[Auszug aus dem Datensatz]
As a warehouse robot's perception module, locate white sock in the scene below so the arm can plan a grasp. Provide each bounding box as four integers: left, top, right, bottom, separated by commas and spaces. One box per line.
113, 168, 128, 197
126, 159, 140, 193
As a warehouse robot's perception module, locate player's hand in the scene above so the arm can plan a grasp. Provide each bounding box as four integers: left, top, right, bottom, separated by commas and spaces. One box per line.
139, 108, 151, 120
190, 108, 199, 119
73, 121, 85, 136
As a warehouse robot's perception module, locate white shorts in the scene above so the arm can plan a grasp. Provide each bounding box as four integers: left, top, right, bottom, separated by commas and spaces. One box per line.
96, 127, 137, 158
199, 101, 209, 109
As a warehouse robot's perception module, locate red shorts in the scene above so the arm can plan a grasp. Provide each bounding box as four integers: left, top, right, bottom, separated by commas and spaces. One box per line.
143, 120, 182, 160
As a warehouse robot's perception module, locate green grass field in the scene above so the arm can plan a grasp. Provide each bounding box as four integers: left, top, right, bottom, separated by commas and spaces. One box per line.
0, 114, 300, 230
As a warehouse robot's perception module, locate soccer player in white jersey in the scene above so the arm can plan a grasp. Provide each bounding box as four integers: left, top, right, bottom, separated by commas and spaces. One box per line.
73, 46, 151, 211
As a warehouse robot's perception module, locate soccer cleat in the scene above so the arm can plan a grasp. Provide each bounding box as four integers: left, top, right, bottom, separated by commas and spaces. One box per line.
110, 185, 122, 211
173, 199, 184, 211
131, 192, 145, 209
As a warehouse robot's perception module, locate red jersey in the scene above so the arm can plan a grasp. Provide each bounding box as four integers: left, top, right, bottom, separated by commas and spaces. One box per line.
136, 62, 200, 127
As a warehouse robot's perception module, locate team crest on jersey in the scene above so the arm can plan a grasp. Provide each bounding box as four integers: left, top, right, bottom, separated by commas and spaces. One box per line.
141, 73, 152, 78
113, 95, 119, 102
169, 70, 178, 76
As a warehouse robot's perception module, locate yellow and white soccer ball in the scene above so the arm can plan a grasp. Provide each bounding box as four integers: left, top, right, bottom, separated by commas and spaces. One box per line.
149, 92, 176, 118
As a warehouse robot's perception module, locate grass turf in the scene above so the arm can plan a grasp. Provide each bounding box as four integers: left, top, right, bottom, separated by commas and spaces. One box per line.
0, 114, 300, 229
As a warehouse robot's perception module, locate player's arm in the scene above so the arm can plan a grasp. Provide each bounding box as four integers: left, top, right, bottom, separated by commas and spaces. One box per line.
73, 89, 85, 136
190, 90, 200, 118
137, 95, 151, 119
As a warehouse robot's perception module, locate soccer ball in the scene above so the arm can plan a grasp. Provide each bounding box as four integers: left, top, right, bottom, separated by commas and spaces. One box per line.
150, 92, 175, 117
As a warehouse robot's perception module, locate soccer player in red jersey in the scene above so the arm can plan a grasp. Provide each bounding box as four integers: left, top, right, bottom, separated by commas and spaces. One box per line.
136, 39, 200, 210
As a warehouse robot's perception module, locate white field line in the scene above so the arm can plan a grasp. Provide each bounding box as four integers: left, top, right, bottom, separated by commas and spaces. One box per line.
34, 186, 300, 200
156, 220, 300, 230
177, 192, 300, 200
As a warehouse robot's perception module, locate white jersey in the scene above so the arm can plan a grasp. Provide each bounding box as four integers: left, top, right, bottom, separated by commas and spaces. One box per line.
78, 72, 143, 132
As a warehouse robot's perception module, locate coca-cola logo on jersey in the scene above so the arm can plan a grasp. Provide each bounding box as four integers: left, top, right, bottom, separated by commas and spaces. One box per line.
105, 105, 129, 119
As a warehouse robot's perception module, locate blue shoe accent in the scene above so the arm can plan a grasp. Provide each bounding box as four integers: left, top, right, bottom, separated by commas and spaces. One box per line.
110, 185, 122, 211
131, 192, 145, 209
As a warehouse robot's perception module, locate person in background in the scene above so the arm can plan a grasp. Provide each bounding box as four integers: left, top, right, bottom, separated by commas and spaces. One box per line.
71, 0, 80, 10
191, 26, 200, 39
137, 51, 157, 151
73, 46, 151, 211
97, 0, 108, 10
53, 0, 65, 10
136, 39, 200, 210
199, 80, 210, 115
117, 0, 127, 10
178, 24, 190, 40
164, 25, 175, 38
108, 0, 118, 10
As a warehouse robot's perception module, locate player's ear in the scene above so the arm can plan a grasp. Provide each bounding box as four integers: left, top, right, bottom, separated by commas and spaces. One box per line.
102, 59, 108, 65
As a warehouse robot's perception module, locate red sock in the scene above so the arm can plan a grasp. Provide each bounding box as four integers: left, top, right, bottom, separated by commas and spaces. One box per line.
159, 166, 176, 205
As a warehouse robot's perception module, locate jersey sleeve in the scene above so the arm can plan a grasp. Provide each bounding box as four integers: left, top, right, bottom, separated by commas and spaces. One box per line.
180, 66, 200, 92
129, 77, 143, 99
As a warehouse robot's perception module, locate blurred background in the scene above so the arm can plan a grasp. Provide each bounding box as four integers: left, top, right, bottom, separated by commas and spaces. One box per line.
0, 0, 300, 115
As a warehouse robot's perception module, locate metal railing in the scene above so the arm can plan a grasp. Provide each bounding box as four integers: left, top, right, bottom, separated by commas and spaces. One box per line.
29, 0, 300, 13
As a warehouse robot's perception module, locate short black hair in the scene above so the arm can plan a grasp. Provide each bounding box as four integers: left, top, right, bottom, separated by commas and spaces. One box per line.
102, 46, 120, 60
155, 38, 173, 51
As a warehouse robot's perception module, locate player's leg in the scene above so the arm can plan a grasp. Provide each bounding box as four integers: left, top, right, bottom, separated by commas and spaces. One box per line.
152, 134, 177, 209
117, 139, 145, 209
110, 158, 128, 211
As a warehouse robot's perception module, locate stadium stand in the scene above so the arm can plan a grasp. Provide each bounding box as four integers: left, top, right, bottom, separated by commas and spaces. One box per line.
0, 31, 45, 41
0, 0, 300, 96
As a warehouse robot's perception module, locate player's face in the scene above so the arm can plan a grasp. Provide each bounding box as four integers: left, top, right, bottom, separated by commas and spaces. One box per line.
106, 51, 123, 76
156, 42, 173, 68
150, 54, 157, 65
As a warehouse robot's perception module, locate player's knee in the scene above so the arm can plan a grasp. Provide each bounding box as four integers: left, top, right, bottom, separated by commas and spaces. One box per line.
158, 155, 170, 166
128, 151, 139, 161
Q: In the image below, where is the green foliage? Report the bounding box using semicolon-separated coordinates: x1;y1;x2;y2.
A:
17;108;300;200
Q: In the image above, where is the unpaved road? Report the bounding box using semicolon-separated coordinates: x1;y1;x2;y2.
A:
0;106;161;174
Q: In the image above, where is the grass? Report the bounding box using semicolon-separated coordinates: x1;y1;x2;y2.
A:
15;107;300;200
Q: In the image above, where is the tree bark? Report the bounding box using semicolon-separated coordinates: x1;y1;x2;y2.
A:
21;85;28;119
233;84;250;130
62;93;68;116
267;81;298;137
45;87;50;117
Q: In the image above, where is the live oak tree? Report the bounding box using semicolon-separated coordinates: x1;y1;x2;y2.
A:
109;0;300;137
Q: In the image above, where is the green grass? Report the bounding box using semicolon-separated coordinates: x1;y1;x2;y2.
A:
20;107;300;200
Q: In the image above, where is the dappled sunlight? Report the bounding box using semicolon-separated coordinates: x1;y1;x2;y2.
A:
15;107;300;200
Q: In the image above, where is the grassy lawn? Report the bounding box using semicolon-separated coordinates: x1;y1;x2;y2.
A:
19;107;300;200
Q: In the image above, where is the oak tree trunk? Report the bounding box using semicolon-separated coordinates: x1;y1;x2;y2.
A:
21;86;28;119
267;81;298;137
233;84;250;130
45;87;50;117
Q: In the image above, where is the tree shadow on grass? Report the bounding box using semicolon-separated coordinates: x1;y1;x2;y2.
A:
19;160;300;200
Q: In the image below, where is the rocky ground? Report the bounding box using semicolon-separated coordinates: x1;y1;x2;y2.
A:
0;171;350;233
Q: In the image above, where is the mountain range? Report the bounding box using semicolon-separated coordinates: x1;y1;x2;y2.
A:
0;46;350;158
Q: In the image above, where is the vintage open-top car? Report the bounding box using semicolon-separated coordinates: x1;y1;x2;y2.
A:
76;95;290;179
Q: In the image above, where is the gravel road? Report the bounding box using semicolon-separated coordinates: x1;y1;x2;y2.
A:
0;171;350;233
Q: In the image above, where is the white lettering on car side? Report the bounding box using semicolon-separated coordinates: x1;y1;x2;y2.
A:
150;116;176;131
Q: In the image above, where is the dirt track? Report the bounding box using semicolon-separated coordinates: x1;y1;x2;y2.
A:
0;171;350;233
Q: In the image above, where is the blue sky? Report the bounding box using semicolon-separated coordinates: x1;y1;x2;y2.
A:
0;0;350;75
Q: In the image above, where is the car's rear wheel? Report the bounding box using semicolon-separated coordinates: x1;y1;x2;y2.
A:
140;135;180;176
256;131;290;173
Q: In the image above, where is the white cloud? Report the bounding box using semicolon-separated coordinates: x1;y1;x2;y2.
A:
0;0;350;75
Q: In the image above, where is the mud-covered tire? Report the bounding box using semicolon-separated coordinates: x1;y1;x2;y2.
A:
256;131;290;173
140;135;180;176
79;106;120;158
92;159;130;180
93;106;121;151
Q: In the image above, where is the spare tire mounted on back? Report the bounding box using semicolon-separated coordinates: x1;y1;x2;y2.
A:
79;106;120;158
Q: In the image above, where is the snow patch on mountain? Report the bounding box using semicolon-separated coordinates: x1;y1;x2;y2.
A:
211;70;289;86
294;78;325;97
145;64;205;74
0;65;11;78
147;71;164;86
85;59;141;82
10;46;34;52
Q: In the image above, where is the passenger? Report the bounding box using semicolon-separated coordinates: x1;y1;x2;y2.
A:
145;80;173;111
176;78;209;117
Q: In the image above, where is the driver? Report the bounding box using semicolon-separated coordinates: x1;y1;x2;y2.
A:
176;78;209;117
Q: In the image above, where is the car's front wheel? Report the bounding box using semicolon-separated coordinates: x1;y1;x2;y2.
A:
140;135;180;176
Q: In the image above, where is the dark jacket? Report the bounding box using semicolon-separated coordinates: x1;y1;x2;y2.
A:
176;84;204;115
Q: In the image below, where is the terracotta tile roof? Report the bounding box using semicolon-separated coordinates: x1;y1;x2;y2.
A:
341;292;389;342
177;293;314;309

### Ihre Aufgabe
Schreiben Sie die Zeilen des Materials unverändert ab, beginnend mit der Zeile, die „Q: In the image above, where is the live“ enthält, und endend mit der Zeile, die „20;107;300;200“ enthält, beide eingeschlossen.

### Antwort
Q: In the image above, where is the live oak tree? Report the bounding box using semicolon-separated coordinates: x1;y1;x2;y2.
A:
109;0;300;137
Q: In the image above, where is the green grass? Report the bounding box using semicolon-separated coordinates: x1;y1;x2;y2.
A:
20;107;300;200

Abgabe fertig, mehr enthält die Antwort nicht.